(Items from a data source)
○ ○ ○ ○
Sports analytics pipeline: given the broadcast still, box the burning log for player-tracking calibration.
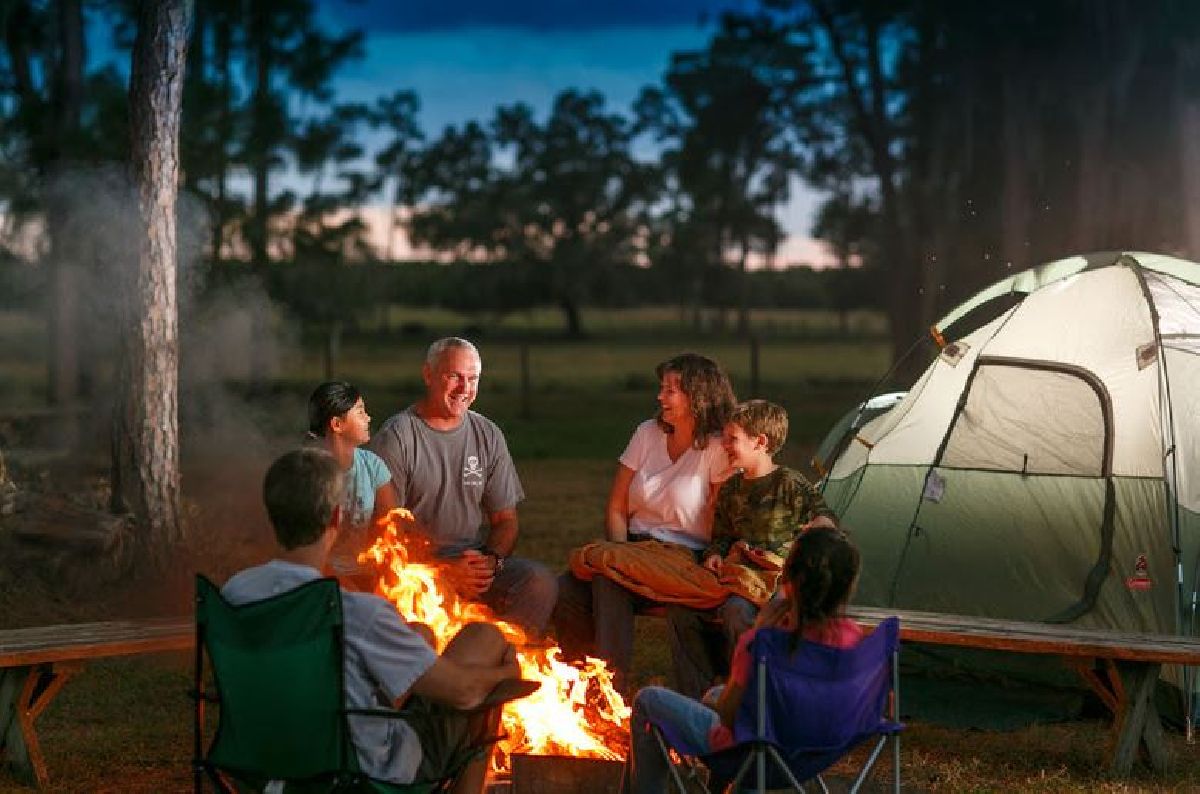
[362,509,631,775]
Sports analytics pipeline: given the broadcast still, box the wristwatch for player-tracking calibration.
[481,546,506,572]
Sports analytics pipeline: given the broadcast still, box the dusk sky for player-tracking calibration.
[315,0,830,265]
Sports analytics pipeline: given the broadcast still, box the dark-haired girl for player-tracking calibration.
[620,527,863,794]
[307,381,398,586]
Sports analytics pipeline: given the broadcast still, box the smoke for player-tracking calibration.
[1,164,309,592]
[179,276,303,574]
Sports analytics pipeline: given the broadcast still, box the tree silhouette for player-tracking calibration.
[409,90,653,335]
[637,12,812,334]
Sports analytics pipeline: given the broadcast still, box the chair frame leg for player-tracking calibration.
[653,723,695,794]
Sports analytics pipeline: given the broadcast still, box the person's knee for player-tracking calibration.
[632,685,673,720]
[517,564,558,604]
[445,621,509,662]
[720,597,757,636]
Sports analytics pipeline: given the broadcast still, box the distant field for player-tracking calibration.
[0,306,893,460]
[366,304,889,338]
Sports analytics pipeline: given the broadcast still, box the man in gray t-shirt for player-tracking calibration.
[369,337,557,635]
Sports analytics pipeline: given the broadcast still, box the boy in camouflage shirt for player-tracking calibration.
[670,399,837,698]
[702,400,836,573]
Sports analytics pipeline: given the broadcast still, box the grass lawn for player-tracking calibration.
[6,457,1198,793]
[0,311,1197,791]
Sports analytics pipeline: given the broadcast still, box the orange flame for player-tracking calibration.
[361,509,630,773]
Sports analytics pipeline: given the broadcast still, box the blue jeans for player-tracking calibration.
[479,557,558,637]
[621,686,718,794]
[667,595,760,699]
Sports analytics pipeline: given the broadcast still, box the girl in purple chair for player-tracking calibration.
[621,525,862,794]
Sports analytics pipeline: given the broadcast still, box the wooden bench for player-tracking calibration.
[0,617,193,788]
[847,605,1200,776]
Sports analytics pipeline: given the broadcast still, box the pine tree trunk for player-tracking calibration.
[116,0,192,568]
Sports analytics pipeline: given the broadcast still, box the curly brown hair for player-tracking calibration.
[654,353,737,449]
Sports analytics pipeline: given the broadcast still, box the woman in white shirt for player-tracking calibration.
[555,353,735,692]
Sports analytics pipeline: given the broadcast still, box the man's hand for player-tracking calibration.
[443,549,496,599]
[703,554,723,574]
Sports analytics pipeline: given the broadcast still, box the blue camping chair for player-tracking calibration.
[652,617,902,794]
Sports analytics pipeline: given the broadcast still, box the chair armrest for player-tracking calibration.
[480,678,540,708]
[345,679,539,721]
[344,706,408,719]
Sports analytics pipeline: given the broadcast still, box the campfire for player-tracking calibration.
[362,508,630,775]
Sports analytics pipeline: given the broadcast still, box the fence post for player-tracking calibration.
[520,342,532,419]
[749,335,760,397]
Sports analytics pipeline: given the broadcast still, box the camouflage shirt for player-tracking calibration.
[705,466,835,559]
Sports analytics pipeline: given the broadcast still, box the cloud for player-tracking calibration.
[320,0,751,33]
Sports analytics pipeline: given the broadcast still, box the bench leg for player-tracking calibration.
[0,662,82,787]
[1110,661,1169,776]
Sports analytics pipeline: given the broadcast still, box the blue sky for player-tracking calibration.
[80,0,826,262]
[316,0,827,264]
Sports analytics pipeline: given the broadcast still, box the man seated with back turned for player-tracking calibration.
[222,448,523,794]
[369,337,557,636]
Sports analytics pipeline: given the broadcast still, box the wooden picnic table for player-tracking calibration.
[0,617,193,788]
[847,605,1200,776]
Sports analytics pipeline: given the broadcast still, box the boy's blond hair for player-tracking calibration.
[730,399,789,455]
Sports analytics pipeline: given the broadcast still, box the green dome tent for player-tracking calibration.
[818,251,1200,718]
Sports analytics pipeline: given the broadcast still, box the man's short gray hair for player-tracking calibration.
[425,337,480,367]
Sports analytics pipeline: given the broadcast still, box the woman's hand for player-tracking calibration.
[604,464,636,542]
[703,554,723,574]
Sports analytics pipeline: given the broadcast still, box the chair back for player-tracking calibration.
[736,617,899,749]
[195,574,356,783]
[713,616,900,787]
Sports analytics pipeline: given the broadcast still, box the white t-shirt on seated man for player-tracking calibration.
[222,448,522,791]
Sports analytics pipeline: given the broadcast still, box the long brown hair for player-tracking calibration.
[654,353,736,449]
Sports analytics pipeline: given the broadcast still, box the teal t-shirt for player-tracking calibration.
[330,448,392,575]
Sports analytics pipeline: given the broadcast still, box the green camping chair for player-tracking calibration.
[193,574,475,793]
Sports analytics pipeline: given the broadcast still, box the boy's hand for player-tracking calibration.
[742,546,783,571]
[703,554,723,574]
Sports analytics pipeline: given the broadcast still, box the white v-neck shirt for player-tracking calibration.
[619,419,729,549]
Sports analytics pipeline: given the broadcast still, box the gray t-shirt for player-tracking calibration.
[221,560,438,784]
[368,406,524,553]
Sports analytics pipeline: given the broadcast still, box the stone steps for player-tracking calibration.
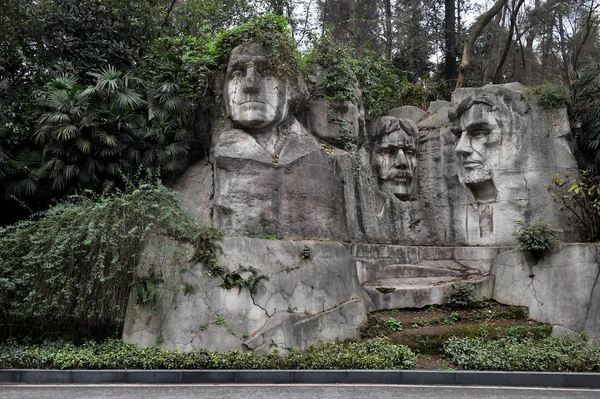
[357,254,494,310]
[363,275,494,310]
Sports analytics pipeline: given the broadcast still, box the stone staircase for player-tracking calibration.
[349,244,508,310]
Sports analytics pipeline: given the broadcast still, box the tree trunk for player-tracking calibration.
[493,0,525,84]
[456,0,507,89]
[444,0,458,85]
[384,0,393,60]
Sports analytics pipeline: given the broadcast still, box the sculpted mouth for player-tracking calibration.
[462,162,484,169]
[239,100,267,105]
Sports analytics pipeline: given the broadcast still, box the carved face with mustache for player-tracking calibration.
[372,117,418,200]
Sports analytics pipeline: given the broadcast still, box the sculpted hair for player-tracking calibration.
[370,116,419,143]
[449,86,530,148]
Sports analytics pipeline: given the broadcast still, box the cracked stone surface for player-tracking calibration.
[491,244,600,342]
[123,238,369,353]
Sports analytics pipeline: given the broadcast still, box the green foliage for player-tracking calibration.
[190,226,225,276]
[352,53,402,117]
[221,264,268,292]
[0,177,215,339]
[0,338,418,370]
[513,219,561,253]
[530,84,571,110]
[551,172,600,241]
[211,14,301,79]
[305,36,357,103]
[361,317,406,337]
[447,284,476,308]
[444,336,600,372]
[256,234,284,240]
[571,59,600,175]
[386,318,404,332]
[397,77,449,109]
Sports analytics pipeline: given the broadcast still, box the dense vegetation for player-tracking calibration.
[2,1,600,225]
[0,338,418,370]
[444,335,600,372]
[0,177,222,341]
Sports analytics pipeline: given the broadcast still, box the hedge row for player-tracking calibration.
[444,336,600,372]
[0,338,417,370]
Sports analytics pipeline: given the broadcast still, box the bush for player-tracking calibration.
[0,177,220,340]
[447,284,476,308]
[0,338,418,370]
[551,172,600,242]
[512,218,561,253]
[444,336,600,372]
[530,84,571,110]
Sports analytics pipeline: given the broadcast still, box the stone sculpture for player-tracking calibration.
[447,83,578,242]
[217,41,310,163]
[450,88,528,204]
[370,116,419,200]
[123,34,593,352]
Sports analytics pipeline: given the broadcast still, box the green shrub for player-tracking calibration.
[0,338,418,370]
[0,178,221,340]
[551,172,600,242]
[447,284,476,308]
[513,218,561,253]
[530,84,571,110]
[444,336,600,372]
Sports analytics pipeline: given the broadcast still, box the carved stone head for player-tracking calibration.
[370,116,419,200]
[450,84,528,190]
[223,42,290,131]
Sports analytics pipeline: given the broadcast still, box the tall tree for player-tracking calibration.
○ ○ ○ ○
With every picture removed, give the entries above again exactly.

Sports analytics pipeline: given the broadcast still, box the burning log for player-tracking calibration.
[362,509,631,775]
Sports analytics pipeline: given the broadcast still, box the wristwatch for player-tracking calibration.
[481,546,506,572]
Sports analytics pipeline: given the broadcast still, box the dusk sky for player-tracking calibration.
[315,0,830,265]
Sports analytics pipeline: given the broadcast still, box the dark-haired girl for player-tracking calibration.
[620,527,863,794]
[307,381,398,586]
Sports analytics pipeline: given the broadcast still, box the smoke for player-tracking calibration.
[1,164,309,592]
[179,276,303,574]
Sports analytics pipeline: given the broadcast still, box the tree silhouette for player-tracking calibration.
[409,90,653,335]
[637,12,812,334]
Sports analytics pipeline: given the broadcast still, box the chair frame leg for player-tracking calibration.
[653,723,695,794]
Sports analytics pipeline: given the broadcast still, box the person's knee for player-tracking calibration.
[632,685,673,720]
[517,564,558,604]
[445,621,509,662]
[720,597,757,636]
Sports analytics pipeline: given the broadcast still, box the distant field for player-tracking calibration.
[0,306,893,460]
[366,304,889,338]
Sports analytics pipeline: given the broadcast still, box the man in gray t-shirt for player-tracking calibration.
[369,337,557,635]
Sports analytics pipeline: given the broadcast still, box the boy in camouflage shirt for player-tracking calibration.
[670,399,837,698]
[702,400,836,573]
Sports analytics pipeline: given the broadcast still, box the grass lawn for player-tracking calibration.
[6,457,1198,793]
[0,311,1197,791]
Sports analytics pipeline: given the broadcast still, box the orange flame for player-tracking calibration.
[361,509,630,773]
Sports analytics pipeline: given the broadcast still, box the blue jeans for player-tracking calibration.
[479,557,558,637]
[621,686,718,794]
[667,595,760,699]
Sports analytics pipeline: given the broadcast still, box the girl in purple chair for player-tracking calibration.
[621,525,862,794]
Sports analytics pipeline: given the broadcast still, box the wooden bench for player-tracking calibration.
[0,617,193,788]
[847,605,1200,776]
Sports analytics pipeline: given the broadcast still, box the pine tree trunk for player-tracking calibration.
[116,0,192,568]
Sports analytics pipeline: given the broadcast still, box the curly brown hair for player-tracking calibration.
[654,353,737,449]
Sports analytics pipeline: given the broadcast still, box the woman in white shirt for player-tracking calibration.
[555,353,735,692]
Sports analytics pipeline: given the broadcast still, box the man's hand for player-tracking calibration.
[443,549,496,599]
[703,554,723,574]
Sports analytics pipeline: given the broadcast still, box the blue camping chair for player-tracking calibration.
[652,617,902,794]
Sports analytics pipeline: given the broadcast still, box the chair armrest for player-tracking calibration.
[480,678,540,708]
[345,679,539,721]
[344,706,408,719]
Sports analytics pipeline: given the broadcast still, box the campfire for player-tracking calibration.
[362,508,630,775]
Sports analytics pipeline: given the broadcast still, box the fence post for player-tracking calibration.
[520,342,532,419]
[749,335,760,397]
Sports analytics pipeline: given the broadcast still, box the camouflage shirt for player-tracking calibration.
[705,466,835,559]
Sports analytics pipeline: given the broadcast still, box the cloud for player-tracking calibration.
[320,0,751,33]
Sports analytics pipeline: given the broadcast still, box the bench leg for player-tracking calibration.
[0,662,82,787]
[1110,661,1169,776]
Sports analytics pipeline: given the broadcast still, box the blue sky for player-tracking calibration.
[80,0,826,262]
[316,0,827,264]
Sports analytics pipeline: given the broadcast still, box the man seated with back turned for player-tracking calibration.
[222,448,523,794]
[369,337,557,636]
Sports analytics pipeline: given the broadcast still, box the wooden picnic table for player-tracking calibration.
[0,617,193,788]
[847,605,1200,776]
Sports analytics pipeline: given the broadcast still, box the boy's blond hair for player-tracking calibration.
[730,399,789,455]
Sports analytics pipeline: given the broadcast still, box the green dome tent for player-tracking calibration.
[818,251,1200,718]
Sports analytics pipeline: given the broadcast still, box the man's short gray hair for player-tracking calibration.
[425,337,480,367]
Sports analytics pipeline: given the broadcast still, box the woman's hand for player-tracking calibration.
[604,464,636,542]
[703,554,723,574]
Sports analytics pipeline: given the broadcast still, box the chair back for player-tracking calibration.
[736,617,899,749]
[195,574,356,783]
[713,616,900,787]
Sports analytics pipeline: given the broadcast still, box the white t-shirt on seated man for player-tracking calibration.
[222,448,522,791]
Sports analytics pipeline: given the broadcast still, box the long brown hair for player-tracking calibration.
[654,353,736,449]
Sports analytics pipeline: given the broadcast still, box the teal t-shirt for player-tracking calibration.
[330,448,392,575]
Sports analytics pipeline: given the broadcast still, box the green camping chair for player-tracking calibration.
[193,574,475,793]
Sports analytics pipeline: given the broadcast still, box the boy's hand for player-tracking calibration.
[742,546,783,571]
[703,554,723,574]
Sports analytics pipeline: given the broadcast still, box the white v-neck shirt for player-tracking calibration.
[619,419,729,549]
Sports analytics pipeline: given the broadcast still, box the gray t-shirt for player-tracking calibration.
[221,560,438,784]
[368,406,524,553]
Sports analytics pipeline: given the broadcast still, box the stone steps for player-tracking calibration.
[357,254,494,310]
[363,275,494,310]
Sports analytics pipeline: given the broadcast still, box the stone staircase for player-tracking calibration.
[349,244,508,310]
Sports analytics pipeline: given the broadcast still, box the tree trunk for player-tracking calibration.
[493,0,525,84]
[456,0,507,89]
[444,0,458,85]
[384,0,393,60]
Sports analytics pipeline: given the broadcast still, box the sculpted mouth for player-tracking calibration.
[462,162,484,169]
[239,100,267,105]
Sports analytics pipeline: given the broadcast still, box the carved face with mustache for player-tracking calibration.
[372,117,418,200]
Sports analytics pipeline: given the broadcast still, box the sculpted hair for player-tracking calibration.
[370,116,419,143]
[449,86,530,148]
Sports analytics pipeline: given the broadcast still, box the cracked stone surface for player-tracking calibration.
[491,244,600,342]
[123,238,369,353]
Sports analytics pipeline: given the broadcast still, box the green foliage for player-tracking calibration.
[190,226,225,276]
[352,53,402,117]
[221,264,268,292]
[0,177,215,339]
[0,338,418,370]
[513,219,561,253]
[530,84,571,110]
[551,172,600,241]
[211,14,301,79]
[305,36,357,103]
[361,317,406,337]
[447,284,476,308]
[444,336,600,372]
[256,234,284,240]
[571,59,600,175]
[386,318,404,332]
[397,77,449,109]
Sports analytics pipeline: given the broadcast still, box the dense vegetation for player-tracking calibration.
[2,1,600,225]
[0,338,418,370]
[444,335,600,372]
[0,177,222,341]
Sports analytics pipeline: given the broadcast still, box the hedge row for player-tracking calibration.
[444,336,600,372]
[0,338,417,370]
Sports analytics pipeline: given the broadcast still, box the bush for player-tracking calibration.
[0,177,220,340]
[447,284,476,308]
[0,338,418,370]
[551,172,600,242]
[512,218,561,253]
[444,336,600,372]
[530,84,571,110]
Sports analytics pipeline: given the broadcast still, box the stone sculpture for player-tracking calibration.
[447,83,578,242]
[217,41,310,163]
[450,88,528,204]
[370,116,419,200]
[123,34,593,352]
Sports analytics pipeline: given the broadcast still, box the green shrub for player-tracking calibration.
[0,338,418,370]
[0,178,221,340]
[551,172,600,242]
[447,284,476,308]
[513,218,561,253]
[530,84,571,110]
[444,336,600,372]
Sports analytics pipeline: given the broadcast still, box the carved stone head for player-tracking calibration.
[370,116,419,200]
[450,84,528,190]
[223,42,290,131]
Sports analytics pipeline: given the broadcast still, box the tall tree for player-tracking calibration.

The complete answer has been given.